▶ Problem requirements:
Type out every line below exactly as it reads.

************

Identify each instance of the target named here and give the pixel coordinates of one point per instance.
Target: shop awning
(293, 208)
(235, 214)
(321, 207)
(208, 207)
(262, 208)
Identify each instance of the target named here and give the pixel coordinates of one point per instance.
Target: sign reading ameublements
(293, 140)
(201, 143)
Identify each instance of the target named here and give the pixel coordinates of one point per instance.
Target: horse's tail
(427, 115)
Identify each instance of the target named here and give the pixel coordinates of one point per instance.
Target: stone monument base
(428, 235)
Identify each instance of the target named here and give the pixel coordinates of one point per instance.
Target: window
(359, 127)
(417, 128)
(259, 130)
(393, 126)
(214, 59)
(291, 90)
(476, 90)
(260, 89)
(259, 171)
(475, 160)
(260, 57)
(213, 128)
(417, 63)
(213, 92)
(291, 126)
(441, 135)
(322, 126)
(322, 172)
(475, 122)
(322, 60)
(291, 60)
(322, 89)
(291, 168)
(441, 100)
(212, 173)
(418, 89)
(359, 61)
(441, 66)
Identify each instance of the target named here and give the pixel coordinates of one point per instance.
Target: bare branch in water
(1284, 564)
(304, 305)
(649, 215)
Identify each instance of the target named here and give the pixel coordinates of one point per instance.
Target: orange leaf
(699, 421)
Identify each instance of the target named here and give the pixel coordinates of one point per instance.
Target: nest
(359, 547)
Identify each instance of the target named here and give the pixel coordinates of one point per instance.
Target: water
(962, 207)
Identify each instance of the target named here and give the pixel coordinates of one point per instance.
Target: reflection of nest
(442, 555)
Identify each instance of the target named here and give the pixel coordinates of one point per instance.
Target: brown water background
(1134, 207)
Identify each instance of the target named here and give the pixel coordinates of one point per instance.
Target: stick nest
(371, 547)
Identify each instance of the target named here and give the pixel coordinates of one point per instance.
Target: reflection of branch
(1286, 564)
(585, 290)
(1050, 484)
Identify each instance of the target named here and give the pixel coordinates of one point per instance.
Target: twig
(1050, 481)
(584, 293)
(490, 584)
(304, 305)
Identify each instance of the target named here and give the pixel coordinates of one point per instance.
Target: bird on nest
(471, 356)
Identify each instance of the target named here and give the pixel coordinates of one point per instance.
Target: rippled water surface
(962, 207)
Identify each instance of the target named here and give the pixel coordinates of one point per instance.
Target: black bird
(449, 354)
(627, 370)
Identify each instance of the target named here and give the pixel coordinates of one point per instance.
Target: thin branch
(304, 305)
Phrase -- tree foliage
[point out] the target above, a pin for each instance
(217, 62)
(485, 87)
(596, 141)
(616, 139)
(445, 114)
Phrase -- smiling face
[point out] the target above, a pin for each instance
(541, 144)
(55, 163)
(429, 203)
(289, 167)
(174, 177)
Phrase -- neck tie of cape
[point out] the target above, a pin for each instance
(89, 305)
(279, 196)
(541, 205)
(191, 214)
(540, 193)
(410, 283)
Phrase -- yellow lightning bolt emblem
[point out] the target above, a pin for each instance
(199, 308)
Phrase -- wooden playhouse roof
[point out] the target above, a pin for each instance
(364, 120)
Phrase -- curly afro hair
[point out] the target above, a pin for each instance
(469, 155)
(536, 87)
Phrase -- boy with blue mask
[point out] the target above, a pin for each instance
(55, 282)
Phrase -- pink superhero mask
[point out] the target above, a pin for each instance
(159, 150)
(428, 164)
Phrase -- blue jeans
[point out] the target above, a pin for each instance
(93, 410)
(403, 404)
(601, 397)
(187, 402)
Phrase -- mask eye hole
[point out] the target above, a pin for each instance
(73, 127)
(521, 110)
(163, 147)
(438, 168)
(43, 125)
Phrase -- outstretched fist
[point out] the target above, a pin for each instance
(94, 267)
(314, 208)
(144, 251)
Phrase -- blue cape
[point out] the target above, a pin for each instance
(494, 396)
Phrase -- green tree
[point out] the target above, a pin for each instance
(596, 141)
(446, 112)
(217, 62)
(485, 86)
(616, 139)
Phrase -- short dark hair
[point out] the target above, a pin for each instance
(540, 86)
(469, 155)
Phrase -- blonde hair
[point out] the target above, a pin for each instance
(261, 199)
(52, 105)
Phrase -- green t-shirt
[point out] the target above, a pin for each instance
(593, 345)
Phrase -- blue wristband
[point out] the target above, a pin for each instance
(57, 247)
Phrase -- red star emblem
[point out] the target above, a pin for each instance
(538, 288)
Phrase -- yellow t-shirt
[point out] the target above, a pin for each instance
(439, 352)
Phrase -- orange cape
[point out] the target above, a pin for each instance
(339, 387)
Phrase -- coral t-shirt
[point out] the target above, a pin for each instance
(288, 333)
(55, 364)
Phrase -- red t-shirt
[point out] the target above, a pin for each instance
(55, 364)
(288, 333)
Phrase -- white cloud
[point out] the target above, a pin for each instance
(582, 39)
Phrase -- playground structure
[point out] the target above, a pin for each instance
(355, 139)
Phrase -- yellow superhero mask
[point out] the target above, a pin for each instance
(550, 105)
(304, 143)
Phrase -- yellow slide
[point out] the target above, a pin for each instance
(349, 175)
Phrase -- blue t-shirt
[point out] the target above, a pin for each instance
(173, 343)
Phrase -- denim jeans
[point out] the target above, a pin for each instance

************

▶ Output for this exercise:
Identify each instance of the target named here and give the pixel coordinates of one point per instance.
Target: shop awning
(293, 208)
(235, 214)
(321, 207)
(208, 207)
(262, 208)
Identify each instance of the target named here and give the pixel coordinates of one point per instance.
Target: sign reading ameublements
(293, 140)
(201, 143)
Identify each instance of the target named here and give the pixel coordinates of one point per instance.
Target: horse's tail
(427, 115)
Identify each instance of the target named here and give the pixel coordinates of one point per instance.
Target: stone monument base
(428, 235)
Identify each instance of the target named here and give the pixel coordinates of one point per instance.
Target: window
(359, 127)
(417, 128)
(259, 130)
(393, 126)
(214, 59)
(291, 90)
(476, 90)
(260, 89)
(259, 171)
(475, 160)
(260, 57)
(213, 128)
(417, 63)
(213, 92)
(291, 126)
(441, 135)
(322, 126)
(322, 172)
(475, 122)
(322, 60)
(291, 60)
(322, 89)
(291, 168)
(441, 100)
(212, 173)
(418, 89)
(359, 61)
(441, 66)
Identify each instance of the target named here and give the pixel coordinates of one point per instance.
Target: bare branch in water
(1284, 564)
(304, 305)
(649, 215)
Identify each instance of the target named here and give the pixel coordinates of one point per instance.
Target: orange leaf
(699, 421)
Identify each instance of the target named here and give the pixel coordinates of one point per instance.
Target: nest
(359, 547)
Identify each instance of the target named here and give the pixel coordinates of one point per instance.
Target: water
(962, 207)
Identify each instance of the target named here and give the pixel coordinates of one point per instance.
Target: reflection of nest
(442, 555)
Identify each instance of the target named here and give the pixel coordinates of one point per instance.
Target: brown water background
(1134, 207)
Identify each instance of the target named here and give the pixel coordinates of one point per instance.
Target: stick nest
(371, 547)
Identify each instance of the target named here and give the pixel coordinates of one point per instance.
Target: reflection of branch
(1286, 564)
(585, 290)
(1050, 484)
Identify each instance of the target named here and give the pixel coordinates of one point per instance.
Target: twig
(1050, 481)
(584, 293)
(490, 584)
(304, 305)
Identify each instance of the target named here and give the pixel coordinates of one point per instance.
Target: bird on nest
(471, 356)
Identify each instance of the target named here and give the pixel coordinates of one point per instance.
Target: rippled water surface
(962, 207)
Identify each instance of the target named here and give the pixel coordinates of one point per instance.
Target: black bird
(449, 354)
(627, 370)
Identify each instance of the target named here and give the pixel coordinates of one point per instance.
Target: thin branch
(304, 305)
Phrase -- tree foliage
[point out] the target above, a pin for each instance
(217, 62)
(485, 87)
(596, 141)
(616, 139)
(445, 114)
Phrase -- smiling face
[point out] the target above, a pin for each instance
(541, 144)
(55, 163)
(429, 203)
(289, 167)
(174, 177)
Phrase -- neck tie of cape
[point out] the target above, a pin for each instance
(89, 305)
(279, 196)
(541, 205)
(191, 214)
(540, 193)
(410, 283)
Phrase -- yellow lightning bolt emblem
[point out] the target above, a pin for each instance
(199, 308)
Phrase -- wooden playhouse roof
[point out] the target above, a pin for each instance
(364, 120)
Phrase -- curly afro hair
[point out] the target above, a pin for each instance
(469, 155)
(536, 87)
Phrase -- boy with blue mask
[point out] the target above, a pin for each instance
(55, 282)
Phrase -- pink superhero mask
[point out] the target above, a pin for each instance
(159, 150)
(428, 164)
Phrase -- blue jeans
[point out] the target above, a pin for each instance
(93, 410)
(403, 404)
(601, 397)
(187, 402)
Phrase -- mask eye hole
[point out] the target above, a pin for each instance
(73, 127)
(521, 110)
(163, 147)
(438, 168)
(43, 125)
Phrase -- outstretched fist
[point out] the target above, a pin for each instance
(94, 267)
(314, 208)
(144, 251)
Phrase -- blue cape
[point out] the target above, a pin for each instance
(494, 396)
Phrase -- green tree
[point out] the target above, a pin for each instance
(596, 141)
(446, 112)
(217, 62)
(485, 86)
(616, 139)
Phrase -- short dark hair
[point out] the target above, a pin for each instance
(540, 86)
(469, 155)
Phrase -- blonde hair
[point out] the target above, a pin for each instance
(261, 199)
(52, 105)
Phrase -- green t-shirt
[point out] the target above, a pin for each instance
(593, 345)
Phrase -- blue wristband
[point out] the target above, a pin for each instance
(57, 247)
Phrase -- red star emblem
[point out] the target above, a pin for each instance
(538, 288)
Phrase -- yellow t-shirt
[point out] the target above, a pin for each instance
(439, 352)
Phrase -- orange cape
[point out] the target above, a pin for each instance
(339, 387)
Phrase -- coral t-shirt
[point out] the target above, a pin for each instance
(288, 333)
(55, 364)
Phrase -- red t-shirt
[point out] the target above, a pin for each instance
(55, 364)
(288, 333)
Phrase -- white cloud
[point out] the target above, a pin for each instance
(582, 39)
Phrase -- playground structure
[point out] the target above, a pin for each instance
(355, 139)
Phrase -- yellow superhero mask
[point out] the target above, a pin for each instance
(550, 105)
(304, 143)
Phrase -- yellow slide
[point out] the target above, a pin for each instance
(349, 175)
Phrase -- blue t-shirt
[point out] the target above, a pin for each instance
(173, 343)
Phrase -- denim jeans
[point out] the target above, a pin for each instance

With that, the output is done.